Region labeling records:
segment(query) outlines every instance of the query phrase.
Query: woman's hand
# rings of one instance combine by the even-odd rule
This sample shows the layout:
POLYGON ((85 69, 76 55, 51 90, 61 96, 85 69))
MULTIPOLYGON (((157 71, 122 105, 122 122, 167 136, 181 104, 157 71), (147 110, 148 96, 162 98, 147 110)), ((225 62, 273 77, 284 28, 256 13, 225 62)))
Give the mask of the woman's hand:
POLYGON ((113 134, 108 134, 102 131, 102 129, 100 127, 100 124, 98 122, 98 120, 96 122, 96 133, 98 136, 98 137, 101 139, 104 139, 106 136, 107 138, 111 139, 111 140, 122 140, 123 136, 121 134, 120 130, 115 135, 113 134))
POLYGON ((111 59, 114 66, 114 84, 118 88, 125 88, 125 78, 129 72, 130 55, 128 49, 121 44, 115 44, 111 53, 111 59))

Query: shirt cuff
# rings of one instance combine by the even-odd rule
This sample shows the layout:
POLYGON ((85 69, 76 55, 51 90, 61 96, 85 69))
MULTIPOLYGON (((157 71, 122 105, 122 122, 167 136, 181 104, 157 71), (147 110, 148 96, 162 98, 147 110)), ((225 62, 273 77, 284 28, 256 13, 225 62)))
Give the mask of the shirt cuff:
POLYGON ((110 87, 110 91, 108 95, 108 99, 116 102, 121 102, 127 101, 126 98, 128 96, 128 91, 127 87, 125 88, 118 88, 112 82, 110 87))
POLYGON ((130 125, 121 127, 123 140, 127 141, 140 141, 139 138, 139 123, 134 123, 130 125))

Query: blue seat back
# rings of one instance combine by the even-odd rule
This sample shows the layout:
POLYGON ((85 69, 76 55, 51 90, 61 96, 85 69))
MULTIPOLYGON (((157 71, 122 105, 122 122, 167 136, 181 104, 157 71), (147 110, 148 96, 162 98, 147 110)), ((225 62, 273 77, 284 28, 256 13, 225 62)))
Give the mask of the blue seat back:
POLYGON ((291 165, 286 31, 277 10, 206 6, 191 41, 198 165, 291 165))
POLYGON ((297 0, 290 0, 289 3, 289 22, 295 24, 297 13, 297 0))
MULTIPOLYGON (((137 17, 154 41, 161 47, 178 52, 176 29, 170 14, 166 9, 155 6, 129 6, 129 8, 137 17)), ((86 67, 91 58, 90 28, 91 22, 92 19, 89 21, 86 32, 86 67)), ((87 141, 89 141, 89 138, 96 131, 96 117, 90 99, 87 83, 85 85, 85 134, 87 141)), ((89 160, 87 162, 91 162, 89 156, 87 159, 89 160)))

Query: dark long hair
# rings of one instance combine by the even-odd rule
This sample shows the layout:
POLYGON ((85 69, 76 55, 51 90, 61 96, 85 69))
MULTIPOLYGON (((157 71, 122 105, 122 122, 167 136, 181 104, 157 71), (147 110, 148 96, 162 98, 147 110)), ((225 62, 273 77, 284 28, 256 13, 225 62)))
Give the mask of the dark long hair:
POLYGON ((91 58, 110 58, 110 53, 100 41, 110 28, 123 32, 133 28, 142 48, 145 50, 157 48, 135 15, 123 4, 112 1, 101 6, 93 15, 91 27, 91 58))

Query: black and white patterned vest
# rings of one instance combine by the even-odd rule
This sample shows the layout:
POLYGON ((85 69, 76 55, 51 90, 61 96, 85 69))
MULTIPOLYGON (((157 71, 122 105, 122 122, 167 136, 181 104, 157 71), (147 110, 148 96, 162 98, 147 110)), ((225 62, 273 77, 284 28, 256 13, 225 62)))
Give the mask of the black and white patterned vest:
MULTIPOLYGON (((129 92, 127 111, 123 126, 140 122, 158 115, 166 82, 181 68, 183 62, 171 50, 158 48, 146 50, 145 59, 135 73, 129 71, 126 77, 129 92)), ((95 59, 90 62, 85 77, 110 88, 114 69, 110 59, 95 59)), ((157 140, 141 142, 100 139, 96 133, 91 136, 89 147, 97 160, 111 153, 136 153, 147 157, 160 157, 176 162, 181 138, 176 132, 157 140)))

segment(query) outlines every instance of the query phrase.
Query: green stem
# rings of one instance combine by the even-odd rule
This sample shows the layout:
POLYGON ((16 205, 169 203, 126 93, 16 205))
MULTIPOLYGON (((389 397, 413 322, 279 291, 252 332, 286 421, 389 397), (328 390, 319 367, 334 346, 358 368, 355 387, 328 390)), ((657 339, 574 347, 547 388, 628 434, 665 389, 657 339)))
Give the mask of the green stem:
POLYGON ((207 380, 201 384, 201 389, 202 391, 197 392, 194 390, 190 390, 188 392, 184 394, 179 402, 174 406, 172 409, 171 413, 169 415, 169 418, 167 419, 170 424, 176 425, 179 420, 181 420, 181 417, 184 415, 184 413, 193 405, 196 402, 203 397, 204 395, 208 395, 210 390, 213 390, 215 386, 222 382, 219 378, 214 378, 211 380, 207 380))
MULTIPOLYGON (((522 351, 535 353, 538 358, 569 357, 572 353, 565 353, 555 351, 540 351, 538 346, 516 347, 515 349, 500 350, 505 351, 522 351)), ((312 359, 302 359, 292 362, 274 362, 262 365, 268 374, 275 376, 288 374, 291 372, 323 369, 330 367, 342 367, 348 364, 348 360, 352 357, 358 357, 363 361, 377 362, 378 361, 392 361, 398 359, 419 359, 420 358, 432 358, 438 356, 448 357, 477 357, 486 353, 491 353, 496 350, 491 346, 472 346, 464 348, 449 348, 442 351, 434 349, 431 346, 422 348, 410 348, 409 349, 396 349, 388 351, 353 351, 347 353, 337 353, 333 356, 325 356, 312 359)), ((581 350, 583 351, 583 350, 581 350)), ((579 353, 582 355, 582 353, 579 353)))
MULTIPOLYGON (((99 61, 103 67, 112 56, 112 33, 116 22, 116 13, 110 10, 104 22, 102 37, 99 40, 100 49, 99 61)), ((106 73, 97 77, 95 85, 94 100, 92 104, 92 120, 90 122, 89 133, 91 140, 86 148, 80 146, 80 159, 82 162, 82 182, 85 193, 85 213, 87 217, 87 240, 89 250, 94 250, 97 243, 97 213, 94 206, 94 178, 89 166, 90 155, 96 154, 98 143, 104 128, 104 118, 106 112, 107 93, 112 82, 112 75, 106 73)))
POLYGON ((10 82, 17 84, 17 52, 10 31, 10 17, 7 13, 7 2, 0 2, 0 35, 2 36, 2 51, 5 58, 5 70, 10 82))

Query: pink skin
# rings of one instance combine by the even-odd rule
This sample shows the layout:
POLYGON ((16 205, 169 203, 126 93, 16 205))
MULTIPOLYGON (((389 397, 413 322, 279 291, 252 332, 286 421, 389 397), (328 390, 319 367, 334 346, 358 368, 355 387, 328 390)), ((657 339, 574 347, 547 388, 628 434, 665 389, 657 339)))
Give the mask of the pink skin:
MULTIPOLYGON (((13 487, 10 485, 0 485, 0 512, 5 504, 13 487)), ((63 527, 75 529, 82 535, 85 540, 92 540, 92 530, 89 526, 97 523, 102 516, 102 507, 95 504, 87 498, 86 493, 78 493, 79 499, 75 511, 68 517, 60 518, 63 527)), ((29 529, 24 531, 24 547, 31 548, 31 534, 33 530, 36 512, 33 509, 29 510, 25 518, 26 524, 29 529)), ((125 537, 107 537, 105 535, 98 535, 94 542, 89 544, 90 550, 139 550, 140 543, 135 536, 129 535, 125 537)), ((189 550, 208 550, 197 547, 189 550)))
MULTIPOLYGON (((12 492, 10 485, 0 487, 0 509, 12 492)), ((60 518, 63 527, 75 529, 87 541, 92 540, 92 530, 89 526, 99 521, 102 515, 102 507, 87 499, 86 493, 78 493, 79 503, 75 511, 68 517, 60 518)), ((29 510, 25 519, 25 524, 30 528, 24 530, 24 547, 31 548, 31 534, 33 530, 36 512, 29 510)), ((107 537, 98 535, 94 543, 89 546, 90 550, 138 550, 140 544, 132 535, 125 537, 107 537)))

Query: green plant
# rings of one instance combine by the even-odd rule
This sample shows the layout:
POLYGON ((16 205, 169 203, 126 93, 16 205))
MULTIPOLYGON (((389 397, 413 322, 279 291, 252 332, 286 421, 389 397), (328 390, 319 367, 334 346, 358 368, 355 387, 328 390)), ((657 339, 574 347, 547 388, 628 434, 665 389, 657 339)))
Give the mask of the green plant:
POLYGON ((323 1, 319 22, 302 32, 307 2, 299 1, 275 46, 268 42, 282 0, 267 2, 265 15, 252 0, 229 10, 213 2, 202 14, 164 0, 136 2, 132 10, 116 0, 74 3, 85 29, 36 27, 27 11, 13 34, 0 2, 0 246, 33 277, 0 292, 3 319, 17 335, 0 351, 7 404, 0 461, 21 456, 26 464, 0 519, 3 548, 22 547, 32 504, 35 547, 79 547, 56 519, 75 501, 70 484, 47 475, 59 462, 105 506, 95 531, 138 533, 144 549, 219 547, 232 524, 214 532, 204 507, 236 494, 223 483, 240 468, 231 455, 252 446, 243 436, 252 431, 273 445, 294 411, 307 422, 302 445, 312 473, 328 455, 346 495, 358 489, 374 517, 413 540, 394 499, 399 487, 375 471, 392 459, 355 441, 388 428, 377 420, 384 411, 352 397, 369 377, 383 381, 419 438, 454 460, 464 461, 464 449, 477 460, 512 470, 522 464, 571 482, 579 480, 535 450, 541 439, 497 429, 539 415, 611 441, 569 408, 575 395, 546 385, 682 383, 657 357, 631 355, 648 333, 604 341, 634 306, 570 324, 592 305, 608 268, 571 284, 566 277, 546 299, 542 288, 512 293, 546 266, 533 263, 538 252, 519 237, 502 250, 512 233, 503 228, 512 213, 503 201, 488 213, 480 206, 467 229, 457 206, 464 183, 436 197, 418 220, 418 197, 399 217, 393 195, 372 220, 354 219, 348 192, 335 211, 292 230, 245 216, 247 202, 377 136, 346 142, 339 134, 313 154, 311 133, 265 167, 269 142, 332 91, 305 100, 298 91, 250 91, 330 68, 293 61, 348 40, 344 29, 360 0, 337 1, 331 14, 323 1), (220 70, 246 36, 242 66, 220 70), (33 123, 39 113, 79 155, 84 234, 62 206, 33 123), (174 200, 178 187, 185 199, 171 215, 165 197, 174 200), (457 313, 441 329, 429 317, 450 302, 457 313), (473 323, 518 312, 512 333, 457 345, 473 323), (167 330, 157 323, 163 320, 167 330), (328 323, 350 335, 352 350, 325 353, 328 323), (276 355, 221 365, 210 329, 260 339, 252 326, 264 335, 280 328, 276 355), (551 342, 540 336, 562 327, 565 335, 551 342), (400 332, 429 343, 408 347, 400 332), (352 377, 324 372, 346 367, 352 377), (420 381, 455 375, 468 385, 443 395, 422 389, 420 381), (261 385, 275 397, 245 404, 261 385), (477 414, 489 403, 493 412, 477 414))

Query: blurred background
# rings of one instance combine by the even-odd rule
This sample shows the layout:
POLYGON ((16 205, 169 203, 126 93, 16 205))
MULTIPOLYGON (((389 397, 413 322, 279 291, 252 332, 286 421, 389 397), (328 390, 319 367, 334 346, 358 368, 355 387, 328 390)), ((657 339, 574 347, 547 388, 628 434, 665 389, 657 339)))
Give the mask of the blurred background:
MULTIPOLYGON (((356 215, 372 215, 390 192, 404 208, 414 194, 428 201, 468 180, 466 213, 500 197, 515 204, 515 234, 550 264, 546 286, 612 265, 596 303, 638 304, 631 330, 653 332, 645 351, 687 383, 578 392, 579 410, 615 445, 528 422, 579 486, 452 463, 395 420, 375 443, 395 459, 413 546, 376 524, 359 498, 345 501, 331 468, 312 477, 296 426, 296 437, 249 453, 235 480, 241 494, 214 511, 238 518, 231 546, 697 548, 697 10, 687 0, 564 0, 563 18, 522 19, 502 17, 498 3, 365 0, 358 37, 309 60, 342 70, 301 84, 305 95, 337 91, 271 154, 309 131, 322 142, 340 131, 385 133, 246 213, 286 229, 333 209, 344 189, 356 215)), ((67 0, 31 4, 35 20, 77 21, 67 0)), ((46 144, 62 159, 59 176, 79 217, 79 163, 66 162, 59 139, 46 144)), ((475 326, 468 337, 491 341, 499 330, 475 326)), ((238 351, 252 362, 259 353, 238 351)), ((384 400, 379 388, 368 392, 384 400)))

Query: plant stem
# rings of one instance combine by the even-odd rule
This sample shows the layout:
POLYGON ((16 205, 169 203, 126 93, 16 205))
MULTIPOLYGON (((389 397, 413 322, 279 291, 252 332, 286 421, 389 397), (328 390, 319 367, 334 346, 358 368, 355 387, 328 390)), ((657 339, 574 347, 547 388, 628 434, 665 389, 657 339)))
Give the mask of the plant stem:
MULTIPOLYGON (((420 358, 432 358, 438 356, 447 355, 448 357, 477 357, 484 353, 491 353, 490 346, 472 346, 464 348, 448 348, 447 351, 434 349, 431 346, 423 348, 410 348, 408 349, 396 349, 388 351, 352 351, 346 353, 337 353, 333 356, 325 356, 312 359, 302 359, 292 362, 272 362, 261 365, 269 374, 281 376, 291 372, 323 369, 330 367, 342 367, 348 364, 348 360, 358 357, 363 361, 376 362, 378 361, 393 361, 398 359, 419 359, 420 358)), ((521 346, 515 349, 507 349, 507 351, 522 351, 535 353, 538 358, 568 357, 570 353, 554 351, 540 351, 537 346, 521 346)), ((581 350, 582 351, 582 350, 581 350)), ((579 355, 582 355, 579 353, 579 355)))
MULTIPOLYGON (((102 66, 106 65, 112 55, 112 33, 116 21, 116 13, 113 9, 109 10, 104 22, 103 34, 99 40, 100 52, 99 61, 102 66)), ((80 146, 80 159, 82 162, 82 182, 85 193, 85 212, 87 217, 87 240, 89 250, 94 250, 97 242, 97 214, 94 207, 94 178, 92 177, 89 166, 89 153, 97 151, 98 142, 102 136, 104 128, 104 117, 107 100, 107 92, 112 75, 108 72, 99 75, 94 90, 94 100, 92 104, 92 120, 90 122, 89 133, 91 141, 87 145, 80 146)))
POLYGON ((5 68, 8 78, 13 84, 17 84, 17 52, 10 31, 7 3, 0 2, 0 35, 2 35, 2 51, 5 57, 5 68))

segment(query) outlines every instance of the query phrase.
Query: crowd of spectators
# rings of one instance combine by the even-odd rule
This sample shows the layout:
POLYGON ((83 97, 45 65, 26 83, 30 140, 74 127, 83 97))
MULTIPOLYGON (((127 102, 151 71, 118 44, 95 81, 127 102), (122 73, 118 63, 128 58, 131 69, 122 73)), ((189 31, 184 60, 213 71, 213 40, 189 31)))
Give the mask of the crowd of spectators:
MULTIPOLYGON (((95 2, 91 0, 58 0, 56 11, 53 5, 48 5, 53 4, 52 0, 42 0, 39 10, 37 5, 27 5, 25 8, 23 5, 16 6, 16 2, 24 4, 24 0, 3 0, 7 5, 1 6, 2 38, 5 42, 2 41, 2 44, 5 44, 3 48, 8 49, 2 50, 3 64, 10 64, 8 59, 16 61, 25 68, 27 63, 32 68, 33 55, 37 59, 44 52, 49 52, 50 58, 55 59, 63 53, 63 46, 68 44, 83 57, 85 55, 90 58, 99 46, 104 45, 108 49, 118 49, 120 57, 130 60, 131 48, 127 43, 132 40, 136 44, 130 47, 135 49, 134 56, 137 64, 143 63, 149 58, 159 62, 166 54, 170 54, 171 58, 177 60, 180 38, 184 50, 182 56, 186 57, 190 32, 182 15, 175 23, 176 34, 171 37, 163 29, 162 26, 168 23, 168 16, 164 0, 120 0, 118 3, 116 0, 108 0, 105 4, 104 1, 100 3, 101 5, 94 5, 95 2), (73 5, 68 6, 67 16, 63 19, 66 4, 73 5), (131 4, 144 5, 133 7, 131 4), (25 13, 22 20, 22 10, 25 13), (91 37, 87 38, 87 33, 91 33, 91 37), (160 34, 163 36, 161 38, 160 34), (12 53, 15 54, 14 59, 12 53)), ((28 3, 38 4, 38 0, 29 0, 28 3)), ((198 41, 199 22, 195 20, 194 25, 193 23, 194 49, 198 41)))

**EXERCISE OBJECTIVE**
Which lines above begin at the one containing "Query: black and white patterned vest" and stop after the one containing "Give the mask of the black"? Write them out again without any change.

**ANSWER TO THIS PROBLEM**
Query: black and white patterned vest
# rings of one instance combine by the even-odd rule
This sample shows the layout:
POLYGON ((85 69, 76 55, 51 90, 61 96, 85 69))
MULTIPOLYGON (((157 71, 122 105, 122 122, 167 136, 181 104, 157 71), (147 110, 148 96, 162 98, 147 110)), ((225 62, 273 77, 284 28, 256 13, 225 62)))
Give the mask of the black and white patterned vest:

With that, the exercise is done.